* EXERCISE DESCRIPTION:
Without including any picture, transcribe the entries below word for word.
-----
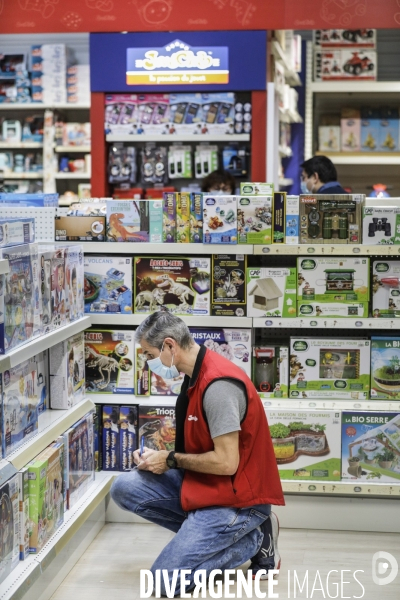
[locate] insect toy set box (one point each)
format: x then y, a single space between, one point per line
371 446
306 443
108 284
109 361
323 368
180 284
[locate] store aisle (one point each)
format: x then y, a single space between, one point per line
111 565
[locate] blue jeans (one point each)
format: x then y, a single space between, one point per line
207 538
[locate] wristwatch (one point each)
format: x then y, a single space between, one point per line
171 461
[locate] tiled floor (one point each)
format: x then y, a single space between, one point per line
110 567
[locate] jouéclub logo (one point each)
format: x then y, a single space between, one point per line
177 63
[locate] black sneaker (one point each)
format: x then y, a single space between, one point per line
268 556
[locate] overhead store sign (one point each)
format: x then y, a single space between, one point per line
178 63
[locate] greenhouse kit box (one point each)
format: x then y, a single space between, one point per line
108 284
109 361
228 293
306 443
332 280
271 292
323 368
371 446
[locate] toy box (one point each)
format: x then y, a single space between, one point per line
128 418
67 372
157 425
108 284
332 280
228 297
109 360
386 289
271 292
233 344
219 219
9 502
371 446
255 219
46 500
331 218
322 368
306 443
270 371
181 284
19 406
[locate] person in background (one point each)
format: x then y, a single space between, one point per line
319 176
219 182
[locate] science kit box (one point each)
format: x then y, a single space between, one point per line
232 344
180 284
108 284
271 292
306 443
109 361
228 294
322 368
371 446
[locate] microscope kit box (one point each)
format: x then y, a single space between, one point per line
371 446
109 361
306 443
323 368
271 292
331 218
108 284
181 284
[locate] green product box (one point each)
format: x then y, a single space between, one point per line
307 443
271 292
323 368
331 280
-----
* TASK OUTPUT:
[locate] insect toy set box (one point each)
format: x then y, a single space between, one point per line
371 446
306 443
108 284
109 361
323 368
180 284
[locate] store aisle (one point each)
format: x then y, a single space between, one point per line
111 565
[locate] blue jeans (one point each)
format: x then y, a single space between, one point per line
207 538
[locate] wristwatch (one point each)
format: x then y, a single space between, one point per line
171 461
[locate] tiled floor (one point each)
format: x then y, a single space between, one point per line
110 567
[locate] jouéclub logo (one point each)
format: x then y, a single space between, one point per line
177 63
[locate] black sneaker (one point each)
format: x then y, a single space between, one point per line
268 556
[locate] overhead store sign (one point each)
format: x then y, a single space between, one point per line
178 63
[locate] greenhouse kit box (one point each)
format: x then y, a single space between, one point per line
108 284
109 361
228 293
306 443
332 280
271 292
323 368
371 446
[locate] toy box (one point each)
format: x then y, a single space between, one point per line
128 418
67 372
157 425
108 284
332 280
228 297
109 360
386 289
271 292
233 344
219 219
9 502
371 446
255 219
46 500
331 218
322 368
306 443
270 371
181 284
19 406
[locate] person in background (one point each)
format: x then y, a single space between, one point per line
319 176
219 182
[locate] science kit box (one point each)
format: x then y, a single space between, one point per line
232 344
180 284
108 284
271 292
306 443
109 361
228 294
322 368
371 446
[locate] microscope kit box (one point each)
format: x then y, a single space between, one point per line
371 446
109 361
306 443
323 368
271 292
331 218
108 284
181 284
[locate] green product box (one point each)
format: x then y, a single space between, one point per line
307 443
271 292
323 368
331 280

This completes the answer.